PASSAGE GIVEN
I sat retreat last month and just as the retreat started with 20 plus of us sitting the neighbor starts jack hammering his patio. I found it hilarious but felt sorry for anyone thinking meditation should be done in a quiet environment. I have been sitting city located retreats for many years so have always had various noise happening at all different levels from raging mentally ill, to the geese across the street, to the guy that plays drums everyday for a few hours. One of the easiest and most effective ways to meditate is to just listen while you sit. And as you get better at "just listening " you will have a better chance of "just listening " (without judgement) outside of the meditation room.
jgill

Boulder climber
The high prairie of southern Colorado
Jun 5, 2015 - 02:55pm PT
I once read of a Zen meditation hall where the Zen master intentionally kept a pack of dogs underneath the meditation area.
PSP also PP

Trad climber
Berkeley
Jun 5, 2015 - 03:23pm PT
Thats Funny!
Wayno

Big Wall climber
Seattle, WA
Jun 5, 2015 - 04:37pm PT
I found it hilarious but felt sorry for anyone thinking meditation should be done in a quiet environment.

Is this where your practice has gotten you? lol.


PSP also PP

Trad climber
Berkeley
Jun 5, 2015 - 05:08pm PT
I found it hilarious but felt sorry for anyone thinking meditation should be done in a quiet environment.

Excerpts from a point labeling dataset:
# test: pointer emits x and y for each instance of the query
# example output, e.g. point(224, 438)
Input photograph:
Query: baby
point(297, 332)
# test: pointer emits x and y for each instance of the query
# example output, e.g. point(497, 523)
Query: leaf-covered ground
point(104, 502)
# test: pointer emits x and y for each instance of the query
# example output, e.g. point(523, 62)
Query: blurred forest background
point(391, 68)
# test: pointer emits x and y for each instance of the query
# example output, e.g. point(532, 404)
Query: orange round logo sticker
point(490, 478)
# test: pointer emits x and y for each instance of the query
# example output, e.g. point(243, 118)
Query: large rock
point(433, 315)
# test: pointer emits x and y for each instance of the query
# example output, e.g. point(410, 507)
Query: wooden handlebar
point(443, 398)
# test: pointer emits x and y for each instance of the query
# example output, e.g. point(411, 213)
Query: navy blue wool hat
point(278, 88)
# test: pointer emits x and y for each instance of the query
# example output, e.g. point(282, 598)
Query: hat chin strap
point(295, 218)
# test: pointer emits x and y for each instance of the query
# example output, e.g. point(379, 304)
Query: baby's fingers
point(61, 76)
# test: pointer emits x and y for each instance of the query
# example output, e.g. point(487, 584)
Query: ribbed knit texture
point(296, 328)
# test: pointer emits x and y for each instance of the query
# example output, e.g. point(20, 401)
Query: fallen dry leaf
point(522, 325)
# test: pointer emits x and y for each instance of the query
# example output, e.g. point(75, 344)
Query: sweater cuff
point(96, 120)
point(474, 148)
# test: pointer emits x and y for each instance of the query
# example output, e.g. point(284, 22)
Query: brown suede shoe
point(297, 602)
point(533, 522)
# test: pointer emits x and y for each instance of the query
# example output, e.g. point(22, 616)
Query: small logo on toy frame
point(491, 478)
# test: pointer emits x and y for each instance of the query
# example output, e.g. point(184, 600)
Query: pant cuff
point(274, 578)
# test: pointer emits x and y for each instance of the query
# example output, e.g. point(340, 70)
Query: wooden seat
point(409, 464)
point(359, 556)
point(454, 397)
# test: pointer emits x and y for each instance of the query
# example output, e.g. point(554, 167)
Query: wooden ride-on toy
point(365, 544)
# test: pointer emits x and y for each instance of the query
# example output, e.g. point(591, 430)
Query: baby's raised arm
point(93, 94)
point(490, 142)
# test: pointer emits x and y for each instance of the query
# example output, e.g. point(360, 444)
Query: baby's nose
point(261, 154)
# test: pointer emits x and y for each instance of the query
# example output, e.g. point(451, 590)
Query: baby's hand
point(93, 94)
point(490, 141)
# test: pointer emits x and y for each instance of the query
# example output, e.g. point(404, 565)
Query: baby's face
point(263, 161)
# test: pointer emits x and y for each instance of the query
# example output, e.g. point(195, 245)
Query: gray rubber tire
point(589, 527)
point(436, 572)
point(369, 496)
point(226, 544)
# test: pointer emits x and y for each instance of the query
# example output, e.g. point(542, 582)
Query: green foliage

WORK TO DO
a) Does the forum thread on meditation and noise agree with each of the statements below? Answer yes or no for each and quote the words of the thread that settle it.
(i) More than twenty people were sitting when the retreat began.
(ii) The first writer has been sitting city retreats for only a year or so.
(iii) The Zen master kept a pack of cats underneath the meditation area.
b) Write what comes next in the forum thread on meditation and noise, picking up right after its final line.

FINAL RESULTS
a)
(i) Yes: "with 20 plus of us sitting"
(ii) No: "I have been sitting city located retreats for many years"
(iii) No: "intentionally kept a pack of dogs underneath the meditation area"

b)
Is this where your practice has gotten you? lol.

I had a sense of humor about the jackhammer and empathy for those that didn't.

How can practice get you somewhere? Moment to moment is where you are. Practice getting you somewhere is an illusion.


Wayno

Big Wall climber
Seattle, WA
Jun 5, 2015 - 05:41pm PT
I apologize. I'm just not that evolved. And I'm not Zen either. I'm not even sure I would want to be. Comparison is the thief of joy.

I have actually thought about deleting all my posts on this thread. I obviously have no idea what I'm talking about.

I'm just going to sniff some glue with Locker.

I'm not digging what I hath wrought.

Especially that time I tried to meditoot while running naked through a patch of nettles on mushrooms.

Just kidding. Dude, You're Golden.
MikeL

Social climber
Seattle, WA
Jun 6, 2015 - 01:01pm PT
Wayno: It's a real bummer though, when the garbage truck outside crashes the bins and the noise makes all that wonderful space collapse in an instant. Back to square one.

Sure, that happens. :-) It’s kinda funny, isn’t it?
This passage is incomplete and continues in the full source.